• [Page]
○ ○ ○ ○
If you have a column whose distinct values are low cardinality, very
likely those values will be written out in a dictionary page, and the
dictionary indices within the rest of the column chunk will be
RLE-encoded and bitpacked (and then compressed). So there isn't too
much concern about wasted storage unless you disable dictionary
encoding (but I'm not sure why you would). I believe all of the
writers have dictionary encoding enabled by default for all column
types.

On Wed, Jul 26, 2017 at 2:48 PM, Felipe Aramburu <[email protected]> wrote:
> Compression happens on physical types I  think given what I have seen so
> far. Does that mean that you can take a low cardinality data set like lets
> say the numbers 1-1000 but because you are combining two values together to
> be placed into an in32 that means that the cardinality of the data that
> actually gets compressed is drawn from a much larger space (1000 * 1000)
> potentially unique values. Is this the case? Are there architectural
> reasons that smaller data types are packed together and stored in larger
> ones or was this done for reducing the burden of implementing compression
> algorithms on more datatypes? Would adding more compressible physical_types
> even be useful?
>
> Felipe
>
>
>
> On Wed, Jul 26, 2017 at 1:31 PM, Wes McKinney <[email protected]> wrote:
>
>> We are using std::copy to cast the values on the write side (from
>> int16_t to int32_t for storage in Parquet)
>>
>> https://github.com/apache/parquet-cpp/blob/master/src/
>> parquet/arrow/writer.cc#L336
>>
>> and then casting back on read
>>
>> On Wed, Jul 26, 2017 at 2:28 PM, Felipe Aramburu <[email protected]>
>> wrote:
>> > How does this work when you are trying to move from a representation like
>> > int32 to int16? reinterpret_cast can exhibit undefined behavior if you
>> are
>> > trying to cast between types that have different sizes. Should I just get
>> > the first 4 bytes and handle it manually or is there a more concise way
>> to
>> > do that?
○ ○ ○ ○
• [Records shown]

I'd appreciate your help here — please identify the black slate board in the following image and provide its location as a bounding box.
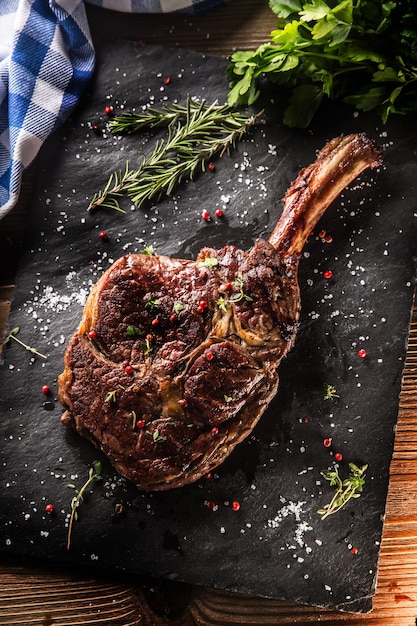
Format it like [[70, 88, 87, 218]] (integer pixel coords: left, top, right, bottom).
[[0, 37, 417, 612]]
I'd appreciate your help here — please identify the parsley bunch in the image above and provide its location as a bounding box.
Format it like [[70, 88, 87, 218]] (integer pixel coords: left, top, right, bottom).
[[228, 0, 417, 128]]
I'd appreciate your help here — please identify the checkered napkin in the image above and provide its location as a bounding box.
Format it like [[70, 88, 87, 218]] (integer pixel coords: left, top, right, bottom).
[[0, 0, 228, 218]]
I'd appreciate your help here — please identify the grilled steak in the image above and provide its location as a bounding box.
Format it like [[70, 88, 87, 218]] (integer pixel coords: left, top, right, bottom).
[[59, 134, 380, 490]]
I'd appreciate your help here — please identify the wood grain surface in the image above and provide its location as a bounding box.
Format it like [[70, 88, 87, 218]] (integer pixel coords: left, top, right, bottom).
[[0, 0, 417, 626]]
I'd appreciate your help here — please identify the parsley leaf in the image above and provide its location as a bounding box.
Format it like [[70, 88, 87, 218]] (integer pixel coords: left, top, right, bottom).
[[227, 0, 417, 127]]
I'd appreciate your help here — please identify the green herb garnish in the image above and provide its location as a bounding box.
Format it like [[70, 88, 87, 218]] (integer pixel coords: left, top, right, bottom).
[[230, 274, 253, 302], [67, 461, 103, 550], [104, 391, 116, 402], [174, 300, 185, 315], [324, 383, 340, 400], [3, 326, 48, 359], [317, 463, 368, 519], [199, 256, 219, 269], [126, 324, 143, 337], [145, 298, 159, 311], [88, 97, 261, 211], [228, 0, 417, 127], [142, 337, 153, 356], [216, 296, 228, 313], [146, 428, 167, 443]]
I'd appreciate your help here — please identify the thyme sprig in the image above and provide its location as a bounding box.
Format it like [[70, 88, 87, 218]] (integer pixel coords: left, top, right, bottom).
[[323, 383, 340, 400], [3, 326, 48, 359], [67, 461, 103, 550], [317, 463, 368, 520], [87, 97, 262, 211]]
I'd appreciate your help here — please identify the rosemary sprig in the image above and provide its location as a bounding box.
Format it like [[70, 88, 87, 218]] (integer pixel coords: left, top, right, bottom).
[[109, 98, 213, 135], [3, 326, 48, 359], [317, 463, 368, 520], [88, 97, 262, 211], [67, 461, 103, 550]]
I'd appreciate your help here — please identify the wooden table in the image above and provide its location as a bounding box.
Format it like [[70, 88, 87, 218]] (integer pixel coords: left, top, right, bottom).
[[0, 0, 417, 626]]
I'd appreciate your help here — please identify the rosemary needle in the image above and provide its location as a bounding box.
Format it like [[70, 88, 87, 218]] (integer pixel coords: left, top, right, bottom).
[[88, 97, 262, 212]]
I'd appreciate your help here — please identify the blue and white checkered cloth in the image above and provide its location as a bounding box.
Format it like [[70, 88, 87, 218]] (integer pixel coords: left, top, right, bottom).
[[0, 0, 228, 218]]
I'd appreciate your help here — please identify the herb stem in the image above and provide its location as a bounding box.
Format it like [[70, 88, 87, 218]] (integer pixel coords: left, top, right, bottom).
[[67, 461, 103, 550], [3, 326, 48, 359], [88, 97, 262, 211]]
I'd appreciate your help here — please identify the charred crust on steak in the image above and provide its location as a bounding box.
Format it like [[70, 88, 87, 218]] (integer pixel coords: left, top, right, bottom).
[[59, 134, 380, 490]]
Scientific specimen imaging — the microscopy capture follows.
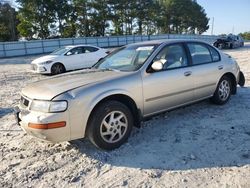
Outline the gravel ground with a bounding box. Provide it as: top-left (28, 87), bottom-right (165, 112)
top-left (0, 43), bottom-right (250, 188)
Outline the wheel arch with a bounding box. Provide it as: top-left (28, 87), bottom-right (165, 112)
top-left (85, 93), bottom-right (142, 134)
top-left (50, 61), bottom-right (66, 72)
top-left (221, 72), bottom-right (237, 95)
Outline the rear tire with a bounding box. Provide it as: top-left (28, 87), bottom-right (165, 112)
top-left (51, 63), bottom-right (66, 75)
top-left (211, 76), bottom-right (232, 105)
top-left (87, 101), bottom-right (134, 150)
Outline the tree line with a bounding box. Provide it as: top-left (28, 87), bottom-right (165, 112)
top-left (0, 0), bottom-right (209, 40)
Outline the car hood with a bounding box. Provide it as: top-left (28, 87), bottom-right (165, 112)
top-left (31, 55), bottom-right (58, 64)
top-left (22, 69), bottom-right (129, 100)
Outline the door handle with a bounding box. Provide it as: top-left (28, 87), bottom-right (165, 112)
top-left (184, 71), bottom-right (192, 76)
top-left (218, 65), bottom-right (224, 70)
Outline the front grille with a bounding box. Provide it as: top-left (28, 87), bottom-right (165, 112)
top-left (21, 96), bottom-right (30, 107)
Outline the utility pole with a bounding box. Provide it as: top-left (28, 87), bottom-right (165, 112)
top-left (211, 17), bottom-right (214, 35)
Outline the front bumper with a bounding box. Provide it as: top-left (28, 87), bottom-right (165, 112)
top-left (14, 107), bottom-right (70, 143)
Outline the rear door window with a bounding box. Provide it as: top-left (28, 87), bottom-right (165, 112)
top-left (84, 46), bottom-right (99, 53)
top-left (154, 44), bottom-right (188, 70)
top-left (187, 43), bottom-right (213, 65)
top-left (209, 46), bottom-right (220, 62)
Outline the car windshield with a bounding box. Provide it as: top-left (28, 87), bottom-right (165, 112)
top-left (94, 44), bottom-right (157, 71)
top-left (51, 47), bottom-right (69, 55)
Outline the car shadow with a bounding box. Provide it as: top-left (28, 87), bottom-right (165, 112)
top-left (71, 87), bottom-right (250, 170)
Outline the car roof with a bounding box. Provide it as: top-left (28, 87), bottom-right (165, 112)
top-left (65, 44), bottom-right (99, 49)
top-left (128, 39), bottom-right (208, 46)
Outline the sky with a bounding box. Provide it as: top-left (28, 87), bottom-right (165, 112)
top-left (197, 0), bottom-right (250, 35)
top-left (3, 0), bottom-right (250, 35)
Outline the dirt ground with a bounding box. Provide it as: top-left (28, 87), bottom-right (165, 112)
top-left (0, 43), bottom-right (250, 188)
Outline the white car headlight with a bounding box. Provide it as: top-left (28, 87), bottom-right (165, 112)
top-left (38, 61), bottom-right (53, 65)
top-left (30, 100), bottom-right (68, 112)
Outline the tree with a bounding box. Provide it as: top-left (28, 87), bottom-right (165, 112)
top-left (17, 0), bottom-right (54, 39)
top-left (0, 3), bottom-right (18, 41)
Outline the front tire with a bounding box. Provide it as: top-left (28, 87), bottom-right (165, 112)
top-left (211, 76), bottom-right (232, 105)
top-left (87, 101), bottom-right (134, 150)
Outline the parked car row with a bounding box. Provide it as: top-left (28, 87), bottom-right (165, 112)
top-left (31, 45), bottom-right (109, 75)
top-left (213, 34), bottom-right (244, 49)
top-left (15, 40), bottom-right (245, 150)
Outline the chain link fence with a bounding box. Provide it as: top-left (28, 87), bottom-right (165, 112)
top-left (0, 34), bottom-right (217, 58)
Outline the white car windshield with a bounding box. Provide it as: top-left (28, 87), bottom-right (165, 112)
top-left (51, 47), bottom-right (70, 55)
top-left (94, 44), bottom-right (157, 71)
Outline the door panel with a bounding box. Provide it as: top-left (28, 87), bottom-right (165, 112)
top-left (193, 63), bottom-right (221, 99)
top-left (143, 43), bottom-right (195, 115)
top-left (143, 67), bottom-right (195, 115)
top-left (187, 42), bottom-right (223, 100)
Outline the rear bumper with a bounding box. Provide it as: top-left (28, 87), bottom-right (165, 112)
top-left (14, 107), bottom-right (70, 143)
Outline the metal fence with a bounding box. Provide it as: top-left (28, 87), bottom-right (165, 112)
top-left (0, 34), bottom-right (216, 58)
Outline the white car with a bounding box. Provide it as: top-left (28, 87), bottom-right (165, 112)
○ ○ ○ ○
• [Set tasks]
- A) Answer these from the Parquet email thread:
(i) What happens to the dictionary indices in the rest of the column chunk before compression?
(ii) Which function is used to cast values on the write side?
(iii) Which cast can exhibit undefined behavior between types of different sizes?
- B) Change "cardinality" to "variety" in the Parquet email thread from "On Wed, Jul 26, 2017 at 2:48" to "even be useful?", and give that passage with the change made.

• [In response]
- A)
(i) They are RLE-encoded and bitpacked.
(ii) std::copy.
(iii) reinterpret_cast.

- B)
On Wed, Jul 26, 2017 at 2:48 PM, Felipe Aramburu <[email protected]> wrote:
> Compression happens on physical types I  think given what I have seen so
> far. Does that mean that you can take a low variety data set like lets
> say the numbers 1-1000 but because you are combining two values together to
> be placed into an in32 that means that the variety of the data that
> actually gets compressed is drawn from a much larger space (1000 * 1000)
> potentially unique values. Is this the case? Are there architectural
> reasons that smaller data types are packed together and stored in larger
> ones or was this done for reducing the burden of implementing compression
> algorithms on more datatypes? Would adding more compressible physical_types
> even be useful?